WHAT YOU SHOULD DO:
Find every line in the material below that contains the word "wooden", and copy each of those lines.

[START OF ITEMS]

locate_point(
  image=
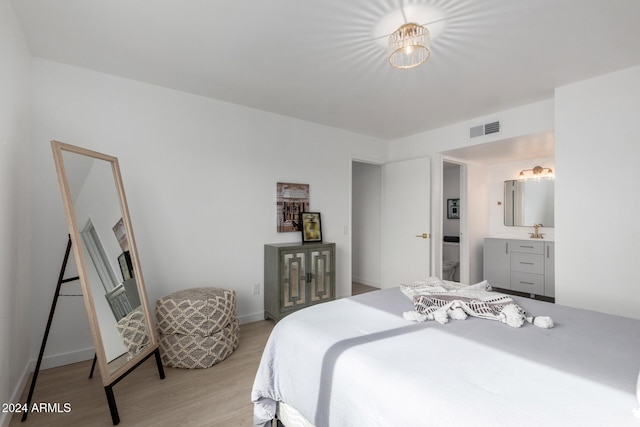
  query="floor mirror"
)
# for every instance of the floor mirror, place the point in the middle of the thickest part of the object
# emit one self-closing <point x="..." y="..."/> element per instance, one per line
<point x="107" y="261"/>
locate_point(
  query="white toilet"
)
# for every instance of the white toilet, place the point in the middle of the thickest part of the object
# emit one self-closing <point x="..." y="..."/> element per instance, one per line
<point x="450" y="260"/>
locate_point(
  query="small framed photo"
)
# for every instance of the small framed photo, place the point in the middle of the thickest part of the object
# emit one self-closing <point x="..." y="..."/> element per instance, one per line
<point x="453" y="208"/>
<point x="311" y="227"/>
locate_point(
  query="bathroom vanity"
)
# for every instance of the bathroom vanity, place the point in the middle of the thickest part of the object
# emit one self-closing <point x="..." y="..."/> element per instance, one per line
<point x="520" y="265"/>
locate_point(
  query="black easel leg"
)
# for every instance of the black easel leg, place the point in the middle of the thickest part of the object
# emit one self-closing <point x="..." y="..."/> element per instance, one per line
<point x="61" y="280"/>
<point x="159" y="363"/>
<point x="112" y="405"/>
<point x="93" y="365"/>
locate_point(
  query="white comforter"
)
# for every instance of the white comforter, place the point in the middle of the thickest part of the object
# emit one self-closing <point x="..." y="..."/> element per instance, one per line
<point x="357" y="362"/>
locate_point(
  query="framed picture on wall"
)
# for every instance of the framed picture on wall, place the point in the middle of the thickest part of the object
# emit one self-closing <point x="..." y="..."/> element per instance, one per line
<point x="311" y="227"/>
<point x="453" y="208"/>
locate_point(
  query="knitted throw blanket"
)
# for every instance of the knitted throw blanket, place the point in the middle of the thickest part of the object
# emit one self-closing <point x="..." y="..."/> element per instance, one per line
<point x="439" y="304"/>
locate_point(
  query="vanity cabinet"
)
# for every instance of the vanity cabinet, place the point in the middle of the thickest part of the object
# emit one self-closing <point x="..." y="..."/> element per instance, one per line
<point x="520" y="265"/>
<point x="297" y="276"/>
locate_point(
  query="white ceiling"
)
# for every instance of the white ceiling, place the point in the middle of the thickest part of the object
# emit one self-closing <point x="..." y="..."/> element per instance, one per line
<point x="319" y="60"/>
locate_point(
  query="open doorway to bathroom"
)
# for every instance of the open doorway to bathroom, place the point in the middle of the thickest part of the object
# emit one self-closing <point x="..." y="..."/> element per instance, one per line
<point x="366" y="211"/>
<point x="451" y="229"/>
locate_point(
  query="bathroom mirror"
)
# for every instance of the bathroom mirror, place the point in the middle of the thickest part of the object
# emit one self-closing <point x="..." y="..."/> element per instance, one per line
<point x="528" y="202"/>
<point x="107" y="262"/>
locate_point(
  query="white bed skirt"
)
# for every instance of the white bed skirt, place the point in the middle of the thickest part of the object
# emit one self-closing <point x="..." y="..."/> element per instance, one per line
<point x="291" y="417"/>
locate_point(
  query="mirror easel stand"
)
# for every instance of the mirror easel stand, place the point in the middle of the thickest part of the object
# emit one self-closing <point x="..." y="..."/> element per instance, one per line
<point x="109" y="388"/>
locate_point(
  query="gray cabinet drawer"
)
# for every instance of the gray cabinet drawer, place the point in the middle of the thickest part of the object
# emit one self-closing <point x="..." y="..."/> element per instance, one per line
<point x="526" y="282"/>
<point x="527" y="263"/>
<point x="527" y="247"/>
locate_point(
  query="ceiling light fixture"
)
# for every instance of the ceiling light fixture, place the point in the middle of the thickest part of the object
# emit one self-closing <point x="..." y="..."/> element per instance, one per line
<point x="409" y="46"/>
<point x="538" y="173"/>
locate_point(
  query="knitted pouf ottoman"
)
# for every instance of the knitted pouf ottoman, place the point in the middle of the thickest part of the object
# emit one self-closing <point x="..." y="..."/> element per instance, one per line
<point x="197" y="327"/>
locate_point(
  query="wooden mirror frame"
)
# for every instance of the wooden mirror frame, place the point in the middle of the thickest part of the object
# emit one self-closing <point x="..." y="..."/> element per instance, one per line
<point x="109" y="376"/>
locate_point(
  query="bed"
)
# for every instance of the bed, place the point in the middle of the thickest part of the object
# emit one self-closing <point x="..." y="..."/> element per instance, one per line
<point x="358" y="362"/>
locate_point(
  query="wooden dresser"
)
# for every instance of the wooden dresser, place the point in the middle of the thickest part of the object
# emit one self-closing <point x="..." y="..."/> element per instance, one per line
<point x="296" y="276"/>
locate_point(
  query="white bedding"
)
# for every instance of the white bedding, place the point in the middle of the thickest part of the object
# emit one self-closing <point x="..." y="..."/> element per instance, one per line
<point x="358" y="362"/>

[END OF ITEMS]

COMPLETE ANSWER:
  query="wooden mirror frame"
# for every instance of the wooden mirror frame, place the point in the middle of the thickest part of the object
  query="wooden dresser"
# for every instance of the wooden dresser, place the point in the middle of the thickest part of the object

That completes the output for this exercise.